START READING PASSAGE
Today: not enforced. A match on a Shape with only Circle(_) arms is accepted. The runtime raises an error when no arm matches.

Target. Compute coverage during the match check:

  • For a scrutinee of UnionType U:
    • Walk arms, mark each named variant covered.
    • A bare identifier or underscore arm marks the rest covered, but only if it is the last arm.
    • At the end, if any variant remains uncovered and there is no catch-all, raise an error with a list of missing variants.
  • For a scrutinee of any other type, exhaustiveness is not required. A wildcard or an identifier arm always covers the rest.

The required diagnostic message:

match is not exhaustive: missing cases for Square, Rect

Irredundancy

Detect arms that cannot match because an earlier arm subsumes them:

  • Two arms with the same literal pattern: error.
  • A wildcard before any variant arm: error (the variant arm is unreachable).
  • Two arms with the same variant pattern: error if the bindings are disjoint or if either arm has no guard. Since we do not have pattern guards yet, the duplicate case always fires the error.
END READING PASSAGE
TRY IT: Write the next part of the design note on match checking, picking up after its final sentence. The items that follow come from a separate source.
START INFORMATION
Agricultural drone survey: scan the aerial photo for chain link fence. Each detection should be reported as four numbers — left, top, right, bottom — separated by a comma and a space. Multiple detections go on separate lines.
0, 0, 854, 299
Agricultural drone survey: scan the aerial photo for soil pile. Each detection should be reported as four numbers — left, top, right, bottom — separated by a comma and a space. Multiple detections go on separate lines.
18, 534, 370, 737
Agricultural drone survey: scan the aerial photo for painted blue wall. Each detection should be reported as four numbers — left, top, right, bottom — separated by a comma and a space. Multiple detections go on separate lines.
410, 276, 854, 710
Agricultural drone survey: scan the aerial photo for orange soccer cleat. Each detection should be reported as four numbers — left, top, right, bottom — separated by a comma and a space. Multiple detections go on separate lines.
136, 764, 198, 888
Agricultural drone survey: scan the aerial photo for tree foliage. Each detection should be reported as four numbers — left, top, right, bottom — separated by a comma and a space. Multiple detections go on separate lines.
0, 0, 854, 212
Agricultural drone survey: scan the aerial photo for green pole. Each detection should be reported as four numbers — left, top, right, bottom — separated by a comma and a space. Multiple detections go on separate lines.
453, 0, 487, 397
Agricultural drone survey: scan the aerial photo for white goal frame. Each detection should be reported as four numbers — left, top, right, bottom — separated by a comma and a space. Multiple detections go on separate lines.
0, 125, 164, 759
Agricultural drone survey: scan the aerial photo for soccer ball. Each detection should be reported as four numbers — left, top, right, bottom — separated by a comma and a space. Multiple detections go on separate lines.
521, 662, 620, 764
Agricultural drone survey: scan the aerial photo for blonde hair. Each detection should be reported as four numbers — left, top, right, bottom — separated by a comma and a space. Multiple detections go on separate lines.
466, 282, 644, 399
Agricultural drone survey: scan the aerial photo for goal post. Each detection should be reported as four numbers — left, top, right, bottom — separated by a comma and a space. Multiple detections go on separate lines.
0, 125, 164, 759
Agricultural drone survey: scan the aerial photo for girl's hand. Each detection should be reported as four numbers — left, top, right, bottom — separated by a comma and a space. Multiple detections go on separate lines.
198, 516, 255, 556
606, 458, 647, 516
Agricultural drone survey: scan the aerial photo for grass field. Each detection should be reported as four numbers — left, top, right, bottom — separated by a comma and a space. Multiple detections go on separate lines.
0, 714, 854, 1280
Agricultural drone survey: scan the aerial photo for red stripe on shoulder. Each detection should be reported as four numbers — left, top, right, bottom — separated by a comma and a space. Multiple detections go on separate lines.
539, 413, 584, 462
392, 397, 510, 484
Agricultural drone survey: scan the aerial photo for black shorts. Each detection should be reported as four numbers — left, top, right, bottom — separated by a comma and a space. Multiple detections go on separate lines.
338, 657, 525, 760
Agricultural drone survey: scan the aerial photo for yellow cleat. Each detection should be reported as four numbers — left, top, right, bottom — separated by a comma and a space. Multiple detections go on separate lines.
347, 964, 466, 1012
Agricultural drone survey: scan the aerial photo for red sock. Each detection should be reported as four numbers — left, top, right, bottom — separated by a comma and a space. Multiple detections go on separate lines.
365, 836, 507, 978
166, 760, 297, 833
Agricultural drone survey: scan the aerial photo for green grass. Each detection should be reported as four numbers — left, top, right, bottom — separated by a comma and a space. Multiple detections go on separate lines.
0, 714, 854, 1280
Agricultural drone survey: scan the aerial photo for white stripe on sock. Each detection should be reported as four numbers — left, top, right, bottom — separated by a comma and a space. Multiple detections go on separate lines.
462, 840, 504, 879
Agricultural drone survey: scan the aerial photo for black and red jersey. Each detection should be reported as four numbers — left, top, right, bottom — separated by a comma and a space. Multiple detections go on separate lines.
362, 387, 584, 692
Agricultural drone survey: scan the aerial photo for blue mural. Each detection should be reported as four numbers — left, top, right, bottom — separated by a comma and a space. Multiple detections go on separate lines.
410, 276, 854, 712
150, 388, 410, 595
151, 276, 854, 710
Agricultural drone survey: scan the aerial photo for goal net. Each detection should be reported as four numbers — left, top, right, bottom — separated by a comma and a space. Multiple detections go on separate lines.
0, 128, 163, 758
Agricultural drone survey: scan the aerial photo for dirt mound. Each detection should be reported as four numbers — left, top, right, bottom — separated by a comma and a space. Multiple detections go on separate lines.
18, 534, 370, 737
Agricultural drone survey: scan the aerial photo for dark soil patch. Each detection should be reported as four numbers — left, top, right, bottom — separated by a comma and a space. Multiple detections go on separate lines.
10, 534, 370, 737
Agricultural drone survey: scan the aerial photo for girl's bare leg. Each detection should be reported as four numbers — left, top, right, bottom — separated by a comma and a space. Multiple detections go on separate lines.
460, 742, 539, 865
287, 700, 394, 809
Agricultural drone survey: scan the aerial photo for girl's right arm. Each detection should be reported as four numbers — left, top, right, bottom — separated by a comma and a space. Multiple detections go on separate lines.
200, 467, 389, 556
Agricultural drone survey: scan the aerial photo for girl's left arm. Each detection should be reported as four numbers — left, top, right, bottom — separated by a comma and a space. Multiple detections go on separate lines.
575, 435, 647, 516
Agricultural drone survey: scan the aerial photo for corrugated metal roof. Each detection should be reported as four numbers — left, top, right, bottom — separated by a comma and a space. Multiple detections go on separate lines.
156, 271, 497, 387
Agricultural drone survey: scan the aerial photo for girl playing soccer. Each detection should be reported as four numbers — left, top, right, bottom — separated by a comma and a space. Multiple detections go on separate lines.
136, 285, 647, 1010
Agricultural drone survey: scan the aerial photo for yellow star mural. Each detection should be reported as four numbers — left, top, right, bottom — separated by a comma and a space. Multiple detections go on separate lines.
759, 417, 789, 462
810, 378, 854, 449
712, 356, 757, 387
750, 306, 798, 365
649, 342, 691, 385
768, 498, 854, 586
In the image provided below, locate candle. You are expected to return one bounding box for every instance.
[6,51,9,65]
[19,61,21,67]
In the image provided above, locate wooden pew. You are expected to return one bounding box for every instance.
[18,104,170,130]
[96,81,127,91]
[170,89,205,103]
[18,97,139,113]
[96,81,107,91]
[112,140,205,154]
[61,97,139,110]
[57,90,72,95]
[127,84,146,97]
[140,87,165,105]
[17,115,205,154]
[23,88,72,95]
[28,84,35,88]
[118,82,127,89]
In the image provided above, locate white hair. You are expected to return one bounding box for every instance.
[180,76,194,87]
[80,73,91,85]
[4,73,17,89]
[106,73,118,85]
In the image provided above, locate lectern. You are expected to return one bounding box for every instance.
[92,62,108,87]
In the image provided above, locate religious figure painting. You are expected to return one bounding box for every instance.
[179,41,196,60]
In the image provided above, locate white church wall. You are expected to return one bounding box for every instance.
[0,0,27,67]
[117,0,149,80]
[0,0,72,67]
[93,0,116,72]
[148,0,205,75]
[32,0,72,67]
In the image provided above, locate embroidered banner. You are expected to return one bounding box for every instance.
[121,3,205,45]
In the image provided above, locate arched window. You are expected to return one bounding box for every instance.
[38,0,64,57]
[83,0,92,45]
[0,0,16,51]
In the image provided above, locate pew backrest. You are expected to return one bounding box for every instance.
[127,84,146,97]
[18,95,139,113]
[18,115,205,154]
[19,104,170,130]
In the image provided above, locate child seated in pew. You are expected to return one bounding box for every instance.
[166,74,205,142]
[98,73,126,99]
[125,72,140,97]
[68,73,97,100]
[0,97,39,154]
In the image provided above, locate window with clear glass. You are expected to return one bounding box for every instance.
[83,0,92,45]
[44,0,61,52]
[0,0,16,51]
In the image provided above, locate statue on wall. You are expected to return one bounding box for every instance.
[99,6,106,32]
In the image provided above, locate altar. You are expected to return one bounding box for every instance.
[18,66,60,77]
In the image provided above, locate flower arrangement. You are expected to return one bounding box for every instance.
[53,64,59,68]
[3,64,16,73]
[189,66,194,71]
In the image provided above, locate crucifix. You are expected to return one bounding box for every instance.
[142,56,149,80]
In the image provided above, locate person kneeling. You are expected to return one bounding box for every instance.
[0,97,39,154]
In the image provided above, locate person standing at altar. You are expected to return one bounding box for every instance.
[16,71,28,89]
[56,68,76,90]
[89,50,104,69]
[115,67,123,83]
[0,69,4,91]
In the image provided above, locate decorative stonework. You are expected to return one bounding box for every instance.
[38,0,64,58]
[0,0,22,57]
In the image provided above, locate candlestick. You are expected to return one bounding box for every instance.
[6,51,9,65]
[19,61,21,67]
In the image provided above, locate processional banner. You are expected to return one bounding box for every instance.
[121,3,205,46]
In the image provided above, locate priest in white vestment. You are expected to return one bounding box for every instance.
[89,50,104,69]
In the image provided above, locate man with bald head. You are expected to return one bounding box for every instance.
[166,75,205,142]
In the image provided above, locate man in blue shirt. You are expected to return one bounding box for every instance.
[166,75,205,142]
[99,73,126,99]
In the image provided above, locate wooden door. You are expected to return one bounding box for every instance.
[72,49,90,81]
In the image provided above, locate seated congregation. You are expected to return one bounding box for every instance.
END INFORMATION
RESULT FOR THIS TASK:
Recursive ADTs

Support type List = Cons(head: int, tail: List) | Nil. Tests:

  • A literal Cons(1, Cons(2, Nil)) type checks.
  • Length defined as a recursive function over the list type checks.
  • A match on the list with both variants covered is exhaustive.
  • A match missing Nil is rejected.

Generic ADTs (future)

The grammar does not support type List<T> = Cons(head: T, tail: List<T>) | Nil today. The required pieces:

  • Generic type declaration syntax.
  • Generic constructor types parameterised by the type parameters.
  • Generic match patterns that accept a type argument list at the variant call.

We mark this as future work. The parser changes are non-trivial and MEP 12 (polymorphism) needs to land first.

Fixtures to author

Existing positive fixtures:

  • user_types_basic, user_type_selector, nested_type_decl, match_expr, union_alias, match_union_variant, match_literal_pattern, struct_field_access.

New for v0.11.0:

  • adt_struct_field_present_required (error, missing field).
  • adt_struct_extra_field (error, unknown field, T026).
  • adt_union_constructor_arity (error, exists as match_variant_arity).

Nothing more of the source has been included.